▶ Recorded data:
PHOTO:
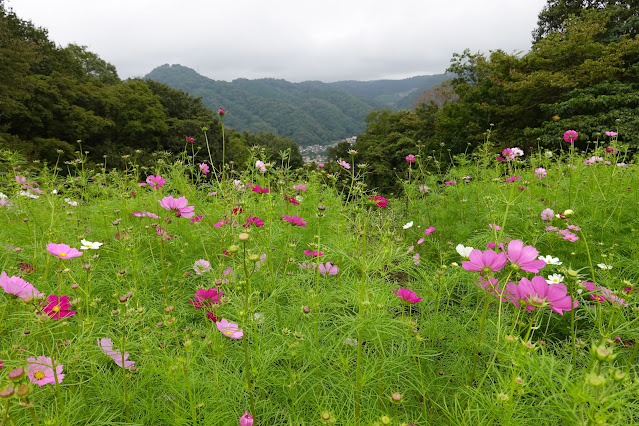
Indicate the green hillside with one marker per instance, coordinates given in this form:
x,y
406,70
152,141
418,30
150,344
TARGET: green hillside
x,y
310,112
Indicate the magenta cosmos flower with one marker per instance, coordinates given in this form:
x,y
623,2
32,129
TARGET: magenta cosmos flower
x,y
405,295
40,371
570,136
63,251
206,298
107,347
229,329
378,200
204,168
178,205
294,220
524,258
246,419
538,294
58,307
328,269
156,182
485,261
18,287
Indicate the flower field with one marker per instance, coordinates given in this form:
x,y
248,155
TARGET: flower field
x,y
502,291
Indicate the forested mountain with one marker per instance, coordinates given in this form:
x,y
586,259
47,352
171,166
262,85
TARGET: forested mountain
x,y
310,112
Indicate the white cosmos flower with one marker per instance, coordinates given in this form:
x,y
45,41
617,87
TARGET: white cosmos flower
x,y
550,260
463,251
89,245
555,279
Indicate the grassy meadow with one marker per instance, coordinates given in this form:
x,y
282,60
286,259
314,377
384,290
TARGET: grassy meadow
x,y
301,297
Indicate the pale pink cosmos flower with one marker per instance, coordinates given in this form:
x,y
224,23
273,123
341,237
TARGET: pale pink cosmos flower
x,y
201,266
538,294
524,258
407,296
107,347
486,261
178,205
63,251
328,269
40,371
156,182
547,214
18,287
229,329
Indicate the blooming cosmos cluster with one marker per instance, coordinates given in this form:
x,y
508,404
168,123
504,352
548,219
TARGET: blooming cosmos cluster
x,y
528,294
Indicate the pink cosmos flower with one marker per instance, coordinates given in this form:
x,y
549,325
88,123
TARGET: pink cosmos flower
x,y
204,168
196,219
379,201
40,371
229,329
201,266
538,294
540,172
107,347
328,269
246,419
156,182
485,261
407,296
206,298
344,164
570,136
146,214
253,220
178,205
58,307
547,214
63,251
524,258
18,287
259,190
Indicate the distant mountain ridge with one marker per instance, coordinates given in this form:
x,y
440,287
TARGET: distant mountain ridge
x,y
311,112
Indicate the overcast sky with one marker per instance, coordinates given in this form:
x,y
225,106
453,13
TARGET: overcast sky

...

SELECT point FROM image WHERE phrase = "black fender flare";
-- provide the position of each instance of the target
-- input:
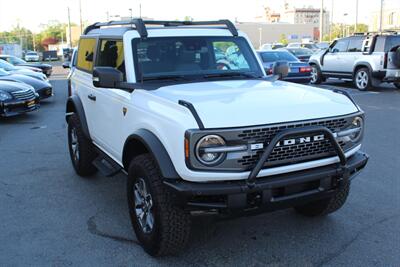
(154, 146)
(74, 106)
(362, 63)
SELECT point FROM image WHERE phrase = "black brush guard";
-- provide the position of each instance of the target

--

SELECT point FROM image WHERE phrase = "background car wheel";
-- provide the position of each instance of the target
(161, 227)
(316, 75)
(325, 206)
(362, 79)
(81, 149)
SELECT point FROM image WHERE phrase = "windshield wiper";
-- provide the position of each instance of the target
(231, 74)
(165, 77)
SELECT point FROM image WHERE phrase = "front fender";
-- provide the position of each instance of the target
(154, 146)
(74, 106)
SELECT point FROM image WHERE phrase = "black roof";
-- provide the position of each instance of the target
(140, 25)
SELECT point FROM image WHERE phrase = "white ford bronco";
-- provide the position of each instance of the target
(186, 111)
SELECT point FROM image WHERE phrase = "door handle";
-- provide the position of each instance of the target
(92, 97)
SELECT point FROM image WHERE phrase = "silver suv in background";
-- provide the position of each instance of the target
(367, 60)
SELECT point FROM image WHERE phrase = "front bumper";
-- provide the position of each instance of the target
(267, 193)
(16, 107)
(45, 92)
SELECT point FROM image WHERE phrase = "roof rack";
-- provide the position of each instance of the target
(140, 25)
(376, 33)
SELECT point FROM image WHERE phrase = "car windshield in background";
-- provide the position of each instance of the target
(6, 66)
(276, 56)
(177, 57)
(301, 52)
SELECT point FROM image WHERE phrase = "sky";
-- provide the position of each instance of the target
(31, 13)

▶ Work order:
Check every line of the entries above, and copy those that carry the string "roof".

▶ Written answer:
SELECT point FROM image WHERE phrase = "black roof";
SELECT point FROM image WHERE phrase = "roof rack";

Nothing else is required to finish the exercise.